• _Problem to work on_
Pick out every line in the listing below that contains the string "positive", matching case exactly, and copy each of those lines.

####

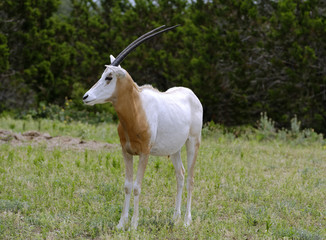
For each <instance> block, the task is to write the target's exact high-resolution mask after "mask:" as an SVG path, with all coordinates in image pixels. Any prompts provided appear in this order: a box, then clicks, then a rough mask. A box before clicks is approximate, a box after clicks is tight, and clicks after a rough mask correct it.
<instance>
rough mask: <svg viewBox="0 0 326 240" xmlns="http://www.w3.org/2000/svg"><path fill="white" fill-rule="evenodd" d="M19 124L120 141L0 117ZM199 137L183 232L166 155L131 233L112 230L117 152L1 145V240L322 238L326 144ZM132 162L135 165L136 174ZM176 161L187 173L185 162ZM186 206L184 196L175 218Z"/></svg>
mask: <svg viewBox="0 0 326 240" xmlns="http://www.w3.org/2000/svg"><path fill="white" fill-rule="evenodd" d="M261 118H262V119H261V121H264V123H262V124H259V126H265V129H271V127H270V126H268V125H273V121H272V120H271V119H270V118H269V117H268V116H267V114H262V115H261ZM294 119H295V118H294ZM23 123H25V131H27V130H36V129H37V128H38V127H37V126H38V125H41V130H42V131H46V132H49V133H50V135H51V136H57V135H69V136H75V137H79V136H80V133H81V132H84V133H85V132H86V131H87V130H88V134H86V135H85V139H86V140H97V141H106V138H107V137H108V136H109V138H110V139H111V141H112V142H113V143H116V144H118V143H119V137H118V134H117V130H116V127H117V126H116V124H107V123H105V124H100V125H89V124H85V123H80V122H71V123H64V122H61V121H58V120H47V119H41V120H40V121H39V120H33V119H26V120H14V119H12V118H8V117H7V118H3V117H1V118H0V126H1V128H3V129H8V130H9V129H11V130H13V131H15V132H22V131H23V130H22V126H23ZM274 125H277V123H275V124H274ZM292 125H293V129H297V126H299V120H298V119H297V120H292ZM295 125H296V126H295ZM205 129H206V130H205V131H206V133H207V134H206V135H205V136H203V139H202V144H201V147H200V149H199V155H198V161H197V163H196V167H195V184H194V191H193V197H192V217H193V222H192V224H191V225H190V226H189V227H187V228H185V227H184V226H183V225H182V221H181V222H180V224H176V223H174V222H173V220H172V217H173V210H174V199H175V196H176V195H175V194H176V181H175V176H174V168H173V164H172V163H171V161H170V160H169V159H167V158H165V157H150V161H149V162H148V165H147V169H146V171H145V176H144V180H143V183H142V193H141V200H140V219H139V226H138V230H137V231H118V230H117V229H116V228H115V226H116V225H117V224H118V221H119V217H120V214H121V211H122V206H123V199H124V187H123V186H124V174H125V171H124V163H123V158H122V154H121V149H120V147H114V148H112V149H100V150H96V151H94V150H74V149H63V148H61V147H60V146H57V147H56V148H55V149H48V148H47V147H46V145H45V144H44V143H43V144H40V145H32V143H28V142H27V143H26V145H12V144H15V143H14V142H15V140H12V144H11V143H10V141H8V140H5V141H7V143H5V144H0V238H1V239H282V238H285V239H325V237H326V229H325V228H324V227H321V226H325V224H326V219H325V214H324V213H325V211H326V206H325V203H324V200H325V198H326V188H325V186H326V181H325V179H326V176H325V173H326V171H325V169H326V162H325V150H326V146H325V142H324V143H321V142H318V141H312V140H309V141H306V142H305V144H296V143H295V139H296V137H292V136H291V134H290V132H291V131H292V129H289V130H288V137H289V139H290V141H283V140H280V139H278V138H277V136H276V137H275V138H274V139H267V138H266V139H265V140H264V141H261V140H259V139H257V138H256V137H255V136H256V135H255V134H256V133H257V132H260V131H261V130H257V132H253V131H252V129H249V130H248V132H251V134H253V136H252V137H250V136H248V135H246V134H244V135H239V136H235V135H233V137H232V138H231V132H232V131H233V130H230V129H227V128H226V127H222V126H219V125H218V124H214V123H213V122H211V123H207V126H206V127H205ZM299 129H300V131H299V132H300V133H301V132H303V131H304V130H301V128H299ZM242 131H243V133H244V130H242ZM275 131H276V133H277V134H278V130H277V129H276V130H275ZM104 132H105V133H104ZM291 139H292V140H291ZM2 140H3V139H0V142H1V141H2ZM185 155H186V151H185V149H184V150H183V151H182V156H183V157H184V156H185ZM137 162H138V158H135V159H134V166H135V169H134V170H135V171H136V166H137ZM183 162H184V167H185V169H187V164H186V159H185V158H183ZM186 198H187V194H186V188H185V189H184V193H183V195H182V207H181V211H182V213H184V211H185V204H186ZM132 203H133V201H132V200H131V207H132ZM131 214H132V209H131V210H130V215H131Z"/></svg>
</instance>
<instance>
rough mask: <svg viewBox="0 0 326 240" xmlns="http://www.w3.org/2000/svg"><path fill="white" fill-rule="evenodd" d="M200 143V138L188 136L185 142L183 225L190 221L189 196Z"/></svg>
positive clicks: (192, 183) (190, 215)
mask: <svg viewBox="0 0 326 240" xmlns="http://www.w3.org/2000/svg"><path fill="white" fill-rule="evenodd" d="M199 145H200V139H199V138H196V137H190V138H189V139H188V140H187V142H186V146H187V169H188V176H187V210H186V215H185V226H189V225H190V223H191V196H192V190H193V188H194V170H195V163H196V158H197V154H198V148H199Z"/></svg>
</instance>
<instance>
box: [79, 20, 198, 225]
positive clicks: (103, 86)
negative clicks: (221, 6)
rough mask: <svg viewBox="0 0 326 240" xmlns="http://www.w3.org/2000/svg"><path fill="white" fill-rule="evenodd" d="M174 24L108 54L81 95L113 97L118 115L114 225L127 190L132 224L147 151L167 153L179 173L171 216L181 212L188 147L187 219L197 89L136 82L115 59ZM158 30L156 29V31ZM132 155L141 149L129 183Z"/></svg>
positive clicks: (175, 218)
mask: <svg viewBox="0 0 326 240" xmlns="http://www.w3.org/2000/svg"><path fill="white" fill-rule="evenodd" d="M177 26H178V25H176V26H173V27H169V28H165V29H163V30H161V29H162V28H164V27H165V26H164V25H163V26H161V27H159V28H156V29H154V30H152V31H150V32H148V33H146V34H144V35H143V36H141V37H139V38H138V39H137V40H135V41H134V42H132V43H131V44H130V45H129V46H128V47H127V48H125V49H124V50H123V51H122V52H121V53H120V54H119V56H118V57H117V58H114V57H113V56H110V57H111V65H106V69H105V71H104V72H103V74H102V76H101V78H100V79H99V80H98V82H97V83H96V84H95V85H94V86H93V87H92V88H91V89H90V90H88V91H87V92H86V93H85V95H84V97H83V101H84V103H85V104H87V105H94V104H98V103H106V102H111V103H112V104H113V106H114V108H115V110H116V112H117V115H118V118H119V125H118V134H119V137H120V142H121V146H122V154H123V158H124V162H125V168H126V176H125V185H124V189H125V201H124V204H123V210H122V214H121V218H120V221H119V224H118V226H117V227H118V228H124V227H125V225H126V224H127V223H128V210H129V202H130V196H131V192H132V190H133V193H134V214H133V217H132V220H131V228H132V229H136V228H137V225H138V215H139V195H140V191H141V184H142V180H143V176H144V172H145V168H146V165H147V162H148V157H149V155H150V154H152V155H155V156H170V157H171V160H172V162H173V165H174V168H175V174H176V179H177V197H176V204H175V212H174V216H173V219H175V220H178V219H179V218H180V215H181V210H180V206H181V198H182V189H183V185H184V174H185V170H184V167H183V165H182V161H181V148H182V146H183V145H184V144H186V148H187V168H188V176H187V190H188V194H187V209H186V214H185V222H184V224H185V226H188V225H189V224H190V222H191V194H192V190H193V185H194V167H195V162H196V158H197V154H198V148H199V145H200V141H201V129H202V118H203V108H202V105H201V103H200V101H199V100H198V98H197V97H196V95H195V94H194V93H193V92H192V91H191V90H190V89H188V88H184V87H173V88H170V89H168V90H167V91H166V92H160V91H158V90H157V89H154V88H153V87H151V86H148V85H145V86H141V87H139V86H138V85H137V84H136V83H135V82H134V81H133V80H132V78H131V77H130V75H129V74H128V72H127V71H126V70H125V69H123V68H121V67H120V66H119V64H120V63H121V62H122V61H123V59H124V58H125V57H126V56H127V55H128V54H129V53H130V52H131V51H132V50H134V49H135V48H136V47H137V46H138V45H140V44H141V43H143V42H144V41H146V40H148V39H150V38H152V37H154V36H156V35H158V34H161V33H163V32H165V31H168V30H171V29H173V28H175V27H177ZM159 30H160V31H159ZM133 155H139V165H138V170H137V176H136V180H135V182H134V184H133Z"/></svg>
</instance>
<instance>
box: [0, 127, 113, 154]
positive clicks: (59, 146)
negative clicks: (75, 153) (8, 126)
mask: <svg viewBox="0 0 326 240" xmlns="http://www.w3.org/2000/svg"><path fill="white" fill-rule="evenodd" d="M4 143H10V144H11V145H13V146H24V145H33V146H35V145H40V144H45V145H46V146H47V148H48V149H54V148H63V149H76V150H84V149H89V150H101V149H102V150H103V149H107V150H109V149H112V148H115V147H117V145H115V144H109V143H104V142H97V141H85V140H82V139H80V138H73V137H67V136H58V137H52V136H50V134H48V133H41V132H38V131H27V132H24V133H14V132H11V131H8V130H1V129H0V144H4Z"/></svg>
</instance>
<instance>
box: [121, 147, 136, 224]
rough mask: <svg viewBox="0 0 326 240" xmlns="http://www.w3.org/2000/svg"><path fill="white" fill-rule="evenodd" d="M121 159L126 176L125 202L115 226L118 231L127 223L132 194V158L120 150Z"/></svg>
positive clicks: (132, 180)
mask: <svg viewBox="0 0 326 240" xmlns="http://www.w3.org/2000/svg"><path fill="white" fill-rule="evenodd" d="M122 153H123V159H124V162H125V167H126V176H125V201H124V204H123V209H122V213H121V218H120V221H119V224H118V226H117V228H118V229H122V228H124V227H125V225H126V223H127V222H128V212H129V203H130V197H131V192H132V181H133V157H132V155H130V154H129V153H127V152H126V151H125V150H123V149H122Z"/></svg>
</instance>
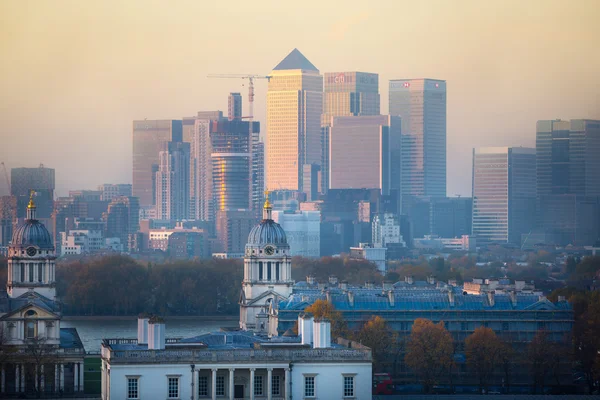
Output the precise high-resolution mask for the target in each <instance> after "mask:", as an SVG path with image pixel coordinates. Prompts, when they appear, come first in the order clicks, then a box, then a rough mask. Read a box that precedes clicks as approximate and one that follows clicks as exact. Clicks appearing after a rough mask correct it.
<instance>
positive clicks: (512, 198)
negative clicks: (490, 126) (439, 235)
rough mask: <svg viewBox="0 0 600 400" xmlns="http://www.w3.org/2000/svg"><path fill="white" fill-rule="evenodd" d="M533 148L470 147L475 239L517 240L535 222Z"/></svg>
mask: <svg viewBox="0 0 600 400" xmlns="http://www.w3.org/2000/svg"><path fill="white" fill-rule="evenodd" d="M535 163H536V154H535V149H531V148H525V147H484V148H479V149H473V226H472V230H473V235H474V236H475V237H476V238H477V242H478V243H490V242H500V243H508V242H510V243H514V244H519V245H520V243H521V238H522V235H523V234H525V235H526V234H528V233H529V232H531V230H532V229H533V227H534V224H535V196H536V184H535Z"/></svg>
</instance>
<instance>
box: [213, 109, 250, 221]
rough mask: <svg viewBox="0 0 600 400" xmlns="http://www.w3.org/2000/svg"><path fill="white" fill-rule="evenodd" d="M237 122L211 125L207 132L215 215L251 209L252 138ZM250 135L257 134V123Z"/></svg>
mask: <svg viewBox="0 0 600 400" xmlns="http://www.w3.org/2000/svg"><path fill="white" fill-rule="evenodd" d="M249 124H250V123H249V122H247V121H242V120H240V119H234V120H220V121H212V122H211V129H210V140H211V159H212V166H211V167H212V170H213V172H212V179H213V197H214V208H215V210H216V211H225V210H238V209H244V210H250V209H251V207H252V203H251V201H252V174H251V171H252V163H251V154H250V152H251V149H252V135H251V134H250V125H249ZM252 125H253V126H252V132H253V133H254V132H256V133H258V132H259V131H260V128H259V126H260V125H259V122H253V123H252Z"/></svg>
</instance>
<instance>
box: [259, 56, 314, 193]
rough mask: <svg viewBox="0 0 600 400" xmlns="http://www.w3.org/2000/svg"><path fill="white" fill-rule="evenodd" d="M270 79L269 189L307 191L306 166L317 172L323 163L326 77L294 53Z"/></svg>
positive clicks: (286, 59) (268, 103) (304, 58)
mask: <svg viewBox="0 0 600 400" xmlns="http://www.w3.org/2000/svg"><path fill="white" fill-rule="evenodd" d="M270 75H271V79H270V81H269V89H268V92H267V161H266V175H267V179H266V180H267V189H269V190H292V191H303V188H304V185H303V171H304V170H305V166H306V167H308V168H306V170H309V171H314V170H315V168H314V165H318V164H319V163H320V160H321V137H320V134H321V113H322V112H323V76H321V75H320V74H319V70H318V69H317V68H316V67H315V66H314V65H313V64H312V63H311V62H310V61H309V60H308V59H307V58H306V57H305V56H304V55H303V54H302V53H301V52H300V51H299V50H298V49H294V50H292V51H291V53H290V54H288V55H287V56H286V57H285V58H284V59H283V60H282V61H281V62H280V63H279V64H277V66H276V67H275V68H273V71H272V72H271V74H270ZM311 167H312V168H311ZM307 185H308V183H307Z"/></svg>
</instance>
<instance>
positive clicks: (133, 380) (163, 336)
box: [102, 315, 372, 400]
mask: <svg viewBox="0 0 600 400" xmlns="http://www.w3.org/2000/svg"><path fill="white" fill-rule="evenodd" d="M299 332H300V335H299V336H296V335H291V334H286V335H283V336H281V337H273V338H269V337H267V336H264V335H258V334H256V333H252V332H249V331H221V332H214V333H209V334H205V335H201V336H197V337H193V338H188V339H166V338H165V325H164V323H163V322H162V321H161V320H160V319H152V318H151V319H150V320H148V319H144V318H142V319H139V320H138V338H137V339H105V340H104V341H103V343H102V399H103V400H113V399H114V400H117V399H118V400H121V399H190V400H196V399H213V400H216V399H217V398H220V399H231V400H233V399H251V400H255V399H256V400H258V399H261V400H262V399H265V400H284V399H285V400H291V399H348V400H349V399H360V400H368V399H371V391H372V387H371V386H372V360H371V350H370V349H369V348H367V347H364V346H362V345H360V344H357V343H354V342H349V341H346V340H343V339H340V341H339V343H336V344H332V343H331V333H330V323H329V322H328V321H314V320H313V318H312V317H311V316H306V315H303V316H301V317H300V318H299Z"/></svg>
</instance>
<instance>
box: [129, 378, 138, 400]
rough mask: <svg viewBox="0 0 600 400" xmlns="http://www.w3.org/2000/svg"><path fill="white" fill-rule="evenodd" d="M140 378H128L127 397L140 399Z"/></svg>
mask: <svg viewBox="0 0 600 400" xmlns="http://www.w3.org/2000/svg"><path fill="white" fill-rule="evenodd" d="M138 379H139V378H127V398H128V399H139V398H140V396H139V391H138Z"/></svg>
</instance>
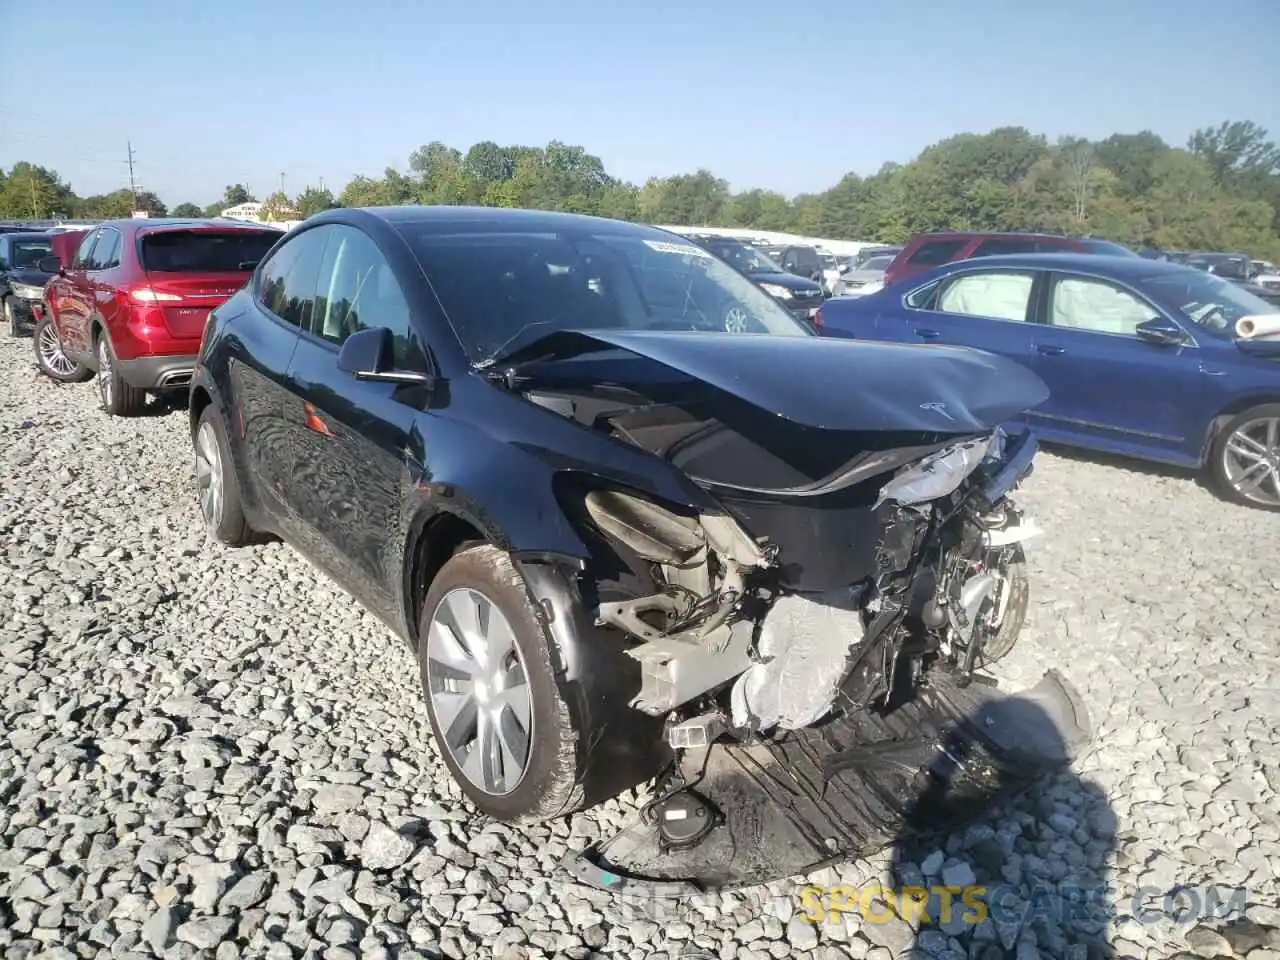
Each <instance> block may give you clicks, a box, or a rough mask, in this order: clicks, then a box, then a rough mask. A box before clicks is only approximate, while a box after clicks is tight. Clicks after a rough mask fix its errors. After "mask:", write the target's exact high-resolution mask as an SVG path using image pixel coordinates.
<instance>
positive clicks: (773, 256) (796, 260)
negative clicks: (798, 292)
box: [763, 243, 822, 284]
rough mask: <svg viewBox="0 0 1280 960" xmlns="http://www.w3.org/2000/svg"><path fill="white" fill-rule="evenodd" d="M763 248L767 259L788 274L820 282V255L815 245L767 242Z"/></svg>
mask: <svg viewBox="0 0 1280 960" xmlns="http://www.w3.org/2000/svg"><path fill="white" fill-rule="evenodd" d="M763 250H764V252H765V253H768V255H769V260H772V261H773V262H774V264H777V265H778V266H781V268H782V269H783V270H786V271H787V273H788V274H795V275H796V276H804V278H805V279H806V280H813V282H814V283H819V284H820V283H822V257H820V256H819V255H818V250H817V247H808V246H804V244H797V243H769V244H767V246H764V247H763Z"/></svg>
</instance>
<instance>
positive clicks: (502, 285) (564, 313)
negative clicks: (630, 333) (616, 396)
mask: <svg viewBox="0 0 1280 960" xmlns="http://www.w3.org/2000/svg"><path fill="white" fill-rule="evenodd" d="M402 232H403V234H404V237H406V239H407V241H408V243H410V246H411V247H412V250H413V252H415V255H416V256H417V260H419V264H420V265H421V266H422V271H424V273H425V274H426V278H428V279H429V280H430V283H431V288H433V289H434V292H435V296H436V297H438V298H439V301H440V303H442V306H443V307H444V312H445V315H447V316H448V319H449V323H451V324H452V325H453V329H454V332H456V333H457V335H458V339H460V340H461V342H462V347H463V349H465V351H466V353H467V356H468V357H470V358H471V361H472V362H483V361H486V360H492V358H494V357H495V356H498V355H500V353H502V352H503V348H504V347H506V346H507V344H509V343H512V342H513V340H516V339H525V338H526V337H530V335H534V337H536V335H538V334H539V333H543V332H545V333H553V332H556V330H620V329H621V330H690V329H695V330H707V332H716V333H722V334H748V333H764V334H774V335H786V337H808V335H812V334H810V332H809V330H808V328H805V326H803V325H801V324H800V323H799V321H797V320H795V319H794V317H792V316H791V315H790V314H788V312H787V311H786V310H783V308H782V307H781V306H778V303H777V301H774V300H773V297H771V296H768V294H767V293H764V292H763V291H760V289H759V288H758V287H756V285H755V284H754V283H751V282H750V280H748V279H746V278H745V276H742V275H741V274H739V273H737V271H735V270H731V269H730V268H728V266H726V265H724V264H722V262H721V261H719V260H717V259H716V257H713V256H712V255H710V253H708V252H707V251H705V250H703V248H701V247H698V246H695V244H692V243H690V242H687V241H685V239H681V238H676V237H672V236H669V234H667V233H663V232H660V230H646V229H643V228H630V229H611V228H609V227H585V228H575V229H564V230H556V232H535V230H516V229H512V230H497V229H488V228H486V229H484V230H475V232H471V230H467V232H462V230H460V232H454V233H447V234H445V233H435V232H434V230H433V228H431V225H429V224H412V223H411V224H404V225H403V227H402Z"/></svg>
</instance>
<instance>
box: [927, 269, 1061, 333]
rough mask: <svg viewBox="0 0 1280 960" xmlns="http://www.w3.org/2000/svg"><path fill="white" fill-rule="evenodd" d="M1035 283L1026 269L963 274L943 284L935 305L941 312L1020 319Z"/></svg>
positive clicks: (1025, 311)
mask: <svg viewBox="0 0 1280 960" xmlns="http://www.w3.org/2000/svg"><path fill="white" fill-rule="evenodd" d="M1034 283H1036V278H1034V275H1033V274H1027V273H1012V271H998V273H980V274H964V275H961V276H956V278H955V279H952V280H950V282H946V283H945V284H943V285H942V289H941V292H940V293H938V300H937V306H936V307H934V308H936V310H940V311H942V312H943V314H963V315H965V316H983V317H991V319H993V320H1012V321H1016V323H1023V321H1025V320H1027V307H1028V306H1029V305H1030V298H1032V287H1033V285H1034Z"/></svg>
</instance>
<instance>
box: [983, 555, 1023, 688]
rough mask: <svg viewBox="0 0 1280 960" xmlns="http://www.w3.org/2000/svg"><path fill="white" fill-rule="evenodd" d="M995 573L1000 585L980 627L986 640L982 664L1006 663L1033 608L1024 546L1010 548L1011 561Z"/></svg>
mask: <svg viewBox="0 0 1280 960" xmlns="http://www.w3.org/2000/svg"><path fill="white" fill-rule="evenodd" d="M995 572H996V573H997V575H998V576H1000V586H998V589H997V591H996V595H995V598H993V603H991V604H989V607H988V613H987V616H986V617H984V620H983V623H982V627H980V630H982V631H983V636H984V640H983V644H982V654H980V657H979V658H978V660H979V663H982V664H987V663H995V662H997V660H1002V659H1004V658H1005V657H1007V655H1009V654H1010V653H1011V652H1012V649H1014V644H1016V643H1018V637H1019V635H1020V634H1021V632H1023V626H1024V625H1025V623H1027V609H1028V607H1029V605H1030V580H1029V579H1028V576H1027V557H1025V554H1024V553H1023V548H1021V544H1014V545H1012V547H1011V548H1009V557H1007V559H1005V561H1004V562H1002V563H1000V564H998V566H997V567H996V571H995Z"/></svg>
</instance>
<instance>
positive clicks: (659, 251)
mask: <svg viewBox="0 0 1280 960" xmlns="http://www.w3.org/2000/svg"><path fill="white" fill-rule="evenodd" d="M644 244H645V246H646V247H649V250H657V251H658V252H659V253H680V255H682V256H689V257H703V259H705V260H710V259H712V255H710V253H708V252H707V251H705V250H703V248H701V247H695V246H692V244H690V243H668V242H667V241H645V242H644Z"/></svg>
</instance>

####

• _Response box_
positive clicks: (192, 183) (190, 215)
positive clicks: (103, 86)
positive clicks: (175, 218)
positive clicks: (59, 146)
positive clicks: (132, 180)
positive clicks: (512, 198)
positive clicks: (286, 59) (268, 103) (304, 58)
positive clicks: (133, 380) (163, 336)
positive clicks: (773, 256) (796, 260)
positive clicks: (502, 285) (564, 313)
positive clicks: (1025, 311)
positive clicks: (659, 251)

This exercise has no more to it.